Pick out every line in the entries below that contains the word "cloud", matching case exactly, and copy each of those lines.

+--

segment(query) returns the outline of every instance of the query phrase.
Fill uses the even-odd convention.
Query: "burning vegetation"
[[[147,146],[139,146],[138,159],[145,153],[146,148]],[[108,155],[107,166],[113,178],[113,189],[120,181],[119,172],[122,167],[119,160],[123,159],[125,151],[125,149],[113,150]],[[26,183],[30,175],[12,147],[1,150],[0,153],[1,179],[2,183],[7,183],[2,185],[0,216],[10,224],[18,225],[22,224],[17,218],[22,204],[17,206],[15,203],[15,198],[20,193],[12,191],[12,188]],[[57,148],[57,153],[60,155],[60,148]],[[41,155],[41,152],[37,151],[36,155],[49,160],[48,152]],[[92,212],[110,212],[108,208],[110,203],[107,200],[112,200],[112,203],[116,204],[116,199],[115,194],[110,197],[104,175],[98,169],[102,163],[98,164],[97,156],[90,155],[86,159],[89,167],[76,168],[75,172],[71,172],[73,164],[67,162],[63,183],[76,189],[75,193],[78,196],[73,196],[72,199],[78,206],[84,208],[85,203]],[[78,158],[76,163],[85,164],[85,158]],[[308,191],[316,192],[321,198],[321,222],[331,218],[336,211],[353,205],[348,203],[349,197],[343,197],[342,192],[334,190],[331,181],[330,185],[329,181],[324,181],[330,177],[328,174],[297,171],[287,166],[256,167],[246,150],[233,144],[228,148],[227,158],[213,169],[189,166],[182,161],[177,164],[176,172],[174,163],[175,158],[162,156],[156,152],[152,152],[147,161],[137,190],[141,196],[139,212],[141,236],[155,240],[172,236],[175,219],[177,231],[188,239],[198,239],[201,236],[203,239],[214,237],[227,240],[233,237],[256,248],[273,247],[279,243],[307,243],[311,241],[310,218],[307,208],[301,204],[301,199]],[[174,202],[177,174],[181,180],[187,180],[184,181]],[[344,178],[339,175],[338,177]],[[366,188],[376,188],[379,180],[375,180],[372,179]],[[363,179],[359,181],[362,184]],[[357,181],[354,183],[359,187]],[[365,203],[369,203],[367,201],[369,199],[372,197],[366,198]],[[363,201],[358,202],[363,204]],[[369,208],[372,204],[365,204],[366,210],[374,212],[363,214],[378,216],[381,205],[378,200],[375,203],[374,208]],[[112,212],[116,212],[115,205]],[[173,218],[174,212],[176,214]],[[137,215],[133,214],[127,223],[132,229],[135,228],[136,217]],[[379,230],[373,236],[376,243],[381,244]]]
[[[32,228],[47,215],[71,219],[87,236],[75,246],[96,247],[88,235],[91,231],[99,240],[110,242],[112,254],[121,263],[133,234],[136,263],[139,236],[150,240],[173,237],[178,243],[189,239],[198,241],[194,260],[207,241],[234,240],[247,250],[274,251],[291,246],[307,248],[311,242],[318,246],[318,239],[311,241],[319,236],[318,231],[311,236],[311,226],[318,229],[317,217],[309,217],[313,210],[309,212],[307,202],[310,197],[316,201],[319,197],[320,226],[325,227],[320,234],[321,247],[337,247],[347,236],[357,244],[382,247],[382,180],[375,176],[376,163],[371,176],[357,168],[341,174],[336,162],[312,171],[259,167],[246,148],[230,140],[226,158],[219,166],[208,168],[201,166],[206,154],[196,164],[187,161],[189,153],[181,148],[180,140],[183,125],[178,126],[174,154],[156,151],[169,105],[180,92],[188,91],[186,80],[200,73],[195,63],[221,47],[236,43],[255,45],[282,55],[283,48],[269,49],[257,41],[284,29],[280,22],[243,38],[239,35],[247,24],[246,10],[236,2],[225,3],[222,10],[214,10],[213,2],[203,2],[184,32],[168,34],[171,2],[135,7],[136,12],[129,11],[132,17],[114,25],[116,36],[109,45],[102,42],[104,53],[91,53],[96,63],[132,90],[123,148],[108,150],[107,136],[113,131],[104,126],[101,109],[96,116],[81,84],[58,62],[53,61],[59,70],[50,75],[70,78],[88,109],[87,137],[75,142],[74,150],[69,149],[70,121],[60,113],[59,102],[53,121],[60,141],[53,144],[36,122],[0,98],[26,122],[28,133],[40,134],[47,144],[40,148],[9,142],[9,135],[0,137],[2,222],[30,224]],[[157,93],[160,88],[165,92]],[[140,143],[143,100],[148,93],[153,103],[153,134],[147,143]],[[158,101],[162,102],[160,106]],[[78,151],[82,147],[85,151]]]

+--

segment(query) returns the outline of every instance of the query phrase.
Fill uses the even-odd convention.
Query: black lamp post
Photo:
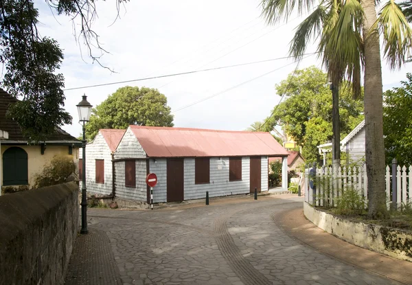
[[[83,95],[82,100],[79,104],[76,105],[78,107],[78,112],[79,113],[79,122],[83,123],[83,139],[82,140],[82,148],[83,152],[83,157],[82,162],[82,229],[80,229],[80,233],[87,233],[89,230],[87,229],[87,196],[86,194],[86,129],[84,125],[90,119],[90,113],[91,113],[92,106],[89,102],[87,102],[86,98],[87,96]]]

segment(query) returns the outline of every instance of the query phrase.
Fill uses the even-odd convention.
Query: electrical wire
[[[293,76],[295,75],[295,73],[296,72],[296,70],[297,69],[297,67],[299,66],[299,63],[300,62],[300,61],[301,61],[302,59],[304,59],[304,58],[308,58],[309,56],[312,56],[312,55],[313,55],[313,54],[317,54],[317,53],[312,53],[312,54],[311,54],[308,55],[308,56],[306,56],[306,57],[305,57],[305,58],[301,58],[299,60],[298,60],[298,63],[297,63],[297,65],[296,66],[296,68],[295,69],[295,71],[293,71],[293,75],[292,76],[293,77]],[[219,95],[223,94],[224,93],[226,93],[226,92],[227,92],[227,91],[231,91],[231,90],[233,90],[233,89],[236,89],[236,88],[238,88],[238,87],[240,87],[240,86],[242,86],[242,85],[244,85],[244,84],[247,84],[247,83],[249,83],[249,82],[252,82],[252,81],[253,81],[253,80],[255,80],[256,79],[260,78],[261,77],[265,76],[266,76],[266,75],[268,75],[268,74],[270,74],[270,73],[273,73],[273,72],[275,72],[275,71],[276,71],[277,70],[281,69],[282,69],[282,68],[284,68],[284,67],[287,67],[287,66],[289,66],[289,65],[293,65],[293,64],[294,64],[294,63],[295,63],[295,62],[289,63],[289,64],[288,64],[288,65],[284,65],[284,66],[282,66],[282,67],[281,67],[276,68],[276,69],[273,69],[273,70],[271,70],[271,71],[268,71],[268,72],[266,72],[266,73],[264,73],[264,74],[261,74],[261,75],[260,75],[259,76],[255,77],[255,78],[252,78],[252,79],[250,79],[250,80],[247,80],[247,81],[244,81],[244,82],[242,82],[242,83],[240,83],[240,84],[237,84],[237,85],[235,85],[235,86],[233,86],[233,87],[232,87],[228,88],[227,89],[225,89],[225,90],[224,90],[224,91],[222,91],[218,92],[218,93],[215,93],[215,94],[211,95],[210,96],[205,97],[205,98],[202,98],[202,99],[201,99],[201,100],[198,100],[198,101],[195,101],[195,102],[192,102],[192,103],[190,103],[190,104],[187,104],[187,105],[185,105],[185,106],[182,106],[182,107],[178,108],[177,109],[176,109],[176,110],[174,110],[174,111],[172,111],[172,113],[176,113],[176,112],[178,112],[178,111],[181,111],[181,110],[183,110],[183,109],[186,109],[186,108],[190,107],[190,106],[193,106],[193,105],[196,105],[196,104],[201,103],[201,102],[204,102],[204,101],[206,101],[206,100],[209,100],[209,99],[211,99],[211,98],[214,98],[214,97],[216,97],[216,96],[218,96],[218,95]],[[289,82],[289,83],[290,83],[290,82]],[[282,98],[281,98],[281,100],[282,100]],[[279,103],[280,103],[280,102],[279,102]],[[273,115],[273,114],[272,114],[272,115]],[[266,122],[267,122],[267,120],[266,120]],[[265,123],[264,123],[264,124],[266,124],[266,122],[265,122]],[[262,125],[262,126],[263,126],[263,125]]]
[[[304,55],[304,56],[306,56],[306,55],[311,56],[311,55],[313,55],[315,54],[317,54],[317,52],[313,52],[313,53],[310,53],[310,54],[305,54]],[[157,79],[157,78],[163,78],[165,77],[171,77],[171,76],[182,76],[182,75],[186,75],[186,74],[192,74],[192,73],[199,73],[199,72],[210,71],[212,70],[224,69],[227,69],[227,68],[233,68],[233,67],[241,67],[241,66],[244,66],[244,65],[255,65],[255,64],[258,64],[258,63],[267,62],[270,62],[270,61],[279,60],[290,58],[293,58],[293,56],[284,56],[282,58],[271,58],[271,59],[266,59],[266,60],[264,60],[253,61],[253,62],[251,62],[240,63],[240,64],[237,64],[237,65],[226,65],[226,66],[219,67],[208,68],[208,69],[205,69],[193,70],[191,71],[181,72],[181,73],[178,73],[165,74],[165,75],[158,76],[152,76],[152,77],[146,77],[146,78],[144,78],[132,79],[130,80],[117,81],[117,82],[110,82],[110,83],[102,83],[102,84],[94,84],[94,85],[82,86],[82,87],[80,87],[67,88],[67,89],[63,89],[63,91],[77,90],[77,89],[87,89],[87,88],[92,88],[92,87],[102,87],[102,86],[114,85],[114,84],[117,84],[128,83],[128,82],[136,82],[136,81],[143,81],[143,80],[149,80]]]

+--

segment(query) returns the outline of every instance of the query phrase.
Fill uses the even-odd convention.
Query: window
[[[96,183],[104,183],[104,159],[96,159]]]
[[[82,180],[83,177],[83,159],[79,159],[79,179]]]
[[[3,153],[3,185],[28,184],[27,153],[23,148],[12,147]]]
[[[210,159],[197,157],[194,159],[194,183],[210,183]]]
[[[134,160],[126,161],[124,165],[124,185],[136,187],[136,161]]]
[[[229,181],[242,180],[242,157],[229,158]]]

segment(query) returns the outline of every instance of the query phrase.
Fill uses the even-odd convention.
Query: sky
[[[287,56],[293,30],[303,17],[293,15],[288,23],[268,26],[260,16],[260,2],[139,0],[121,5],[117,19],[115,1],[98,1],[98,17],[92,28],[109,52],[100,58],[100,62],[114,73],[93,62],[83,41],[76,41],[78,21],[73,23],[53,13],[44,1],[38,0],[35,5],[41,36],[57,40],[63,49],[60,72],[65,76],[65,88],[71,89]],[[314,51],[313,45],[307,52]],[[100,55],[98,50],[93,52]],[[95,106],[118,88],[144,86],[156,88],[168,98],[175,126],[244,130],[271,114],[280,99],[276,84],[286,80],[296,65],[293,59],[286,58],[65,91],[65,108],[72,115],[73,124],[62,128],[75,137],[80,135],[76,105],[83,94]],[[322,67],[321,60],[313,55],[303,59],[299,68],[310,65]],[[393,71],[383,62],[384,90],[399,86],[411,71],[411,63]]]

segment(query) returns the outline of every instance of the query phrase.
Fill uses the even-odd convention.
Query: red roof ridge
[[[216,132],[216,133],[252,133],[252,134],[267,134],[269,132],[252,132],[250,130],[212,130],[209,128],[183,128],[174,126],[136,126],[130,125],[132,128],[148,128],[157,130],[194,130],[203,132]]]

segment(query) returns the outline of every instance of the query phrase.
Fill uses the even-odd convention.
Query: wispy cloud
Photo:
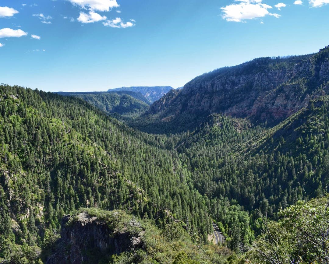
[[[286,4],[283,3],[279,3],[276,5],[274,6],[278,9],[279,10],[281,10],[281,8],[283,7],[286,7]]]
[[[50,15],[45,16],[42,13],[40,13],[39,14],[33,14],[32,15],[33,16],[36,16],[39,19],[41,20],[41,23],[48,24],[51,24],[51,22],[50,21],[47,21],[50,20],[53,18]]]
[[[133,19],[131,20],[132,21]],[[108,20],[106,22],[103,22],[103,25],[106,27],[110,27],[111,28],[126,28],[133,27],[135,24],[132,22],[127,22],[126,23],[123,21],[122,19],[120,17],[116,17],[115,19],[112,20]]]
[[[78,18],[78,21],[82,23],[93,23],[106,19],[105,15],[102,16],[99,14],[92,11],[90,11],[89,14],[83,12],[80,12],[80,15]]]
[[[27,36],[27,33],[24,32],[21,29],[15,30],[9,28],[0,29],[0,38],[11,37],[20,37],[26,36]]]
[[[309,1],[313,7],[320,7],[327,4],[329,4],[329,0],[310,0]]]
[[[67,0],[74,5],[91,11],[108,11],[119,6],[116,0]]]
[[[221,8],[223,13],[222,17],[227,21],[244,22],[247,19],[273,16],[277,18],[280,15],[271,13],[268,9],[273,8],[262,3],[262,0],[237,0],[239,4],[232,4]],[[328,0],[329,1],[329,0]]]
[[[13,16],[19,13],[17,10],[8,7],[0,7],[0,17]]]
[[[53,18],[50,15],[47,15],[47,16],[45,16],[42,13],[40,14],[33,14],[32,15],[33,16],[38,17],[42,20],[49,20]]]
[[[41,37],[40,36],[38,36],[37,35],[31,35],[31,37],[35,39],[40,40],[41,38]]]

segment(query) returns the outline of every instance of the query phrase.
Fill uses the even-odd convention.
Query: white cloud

+--

◆ **Answer for this exercise**:
Query: wispy cloud
Query: white cloud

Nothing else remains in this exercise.